» **WORK TO COMPLETE**
If a line of the records holds the word "instance", copy it out.

» **DATA RECORDS**

:::::

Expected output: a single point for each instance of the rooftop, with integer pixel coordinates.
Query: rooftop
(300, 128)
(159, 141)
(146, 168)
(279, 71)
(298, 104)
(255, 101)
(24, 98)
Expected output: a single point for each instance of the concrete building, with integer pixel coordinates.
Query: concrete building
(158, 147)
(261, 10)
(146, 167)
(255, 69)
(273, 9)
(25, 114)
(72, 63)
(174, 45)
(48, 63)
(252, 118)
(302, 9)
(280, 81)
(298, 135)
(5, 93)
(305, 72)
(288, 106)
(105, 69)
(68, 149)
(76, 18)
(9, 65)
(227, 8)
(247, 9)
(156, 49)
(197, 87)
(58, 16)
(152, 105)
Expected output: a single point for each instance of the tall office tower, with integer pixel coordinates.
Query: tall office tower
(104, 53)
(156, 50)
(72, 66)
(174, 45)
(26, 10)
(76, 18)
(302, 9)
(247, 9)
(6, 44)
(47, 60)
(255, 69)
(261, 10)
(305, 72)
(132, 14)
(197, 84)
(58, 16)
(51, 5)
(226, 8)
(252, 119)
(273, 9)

:::::

» **ANSWER TO THIS TASK**
Expected output: a single point for each instance of the rooftop, with integer pixel coordinates.
Expected output: a single point for each instance of the concrete building, with integer pixel coordinates.
Expected output: a single point for each instance of the tall office tower, with integer pixel coordinates.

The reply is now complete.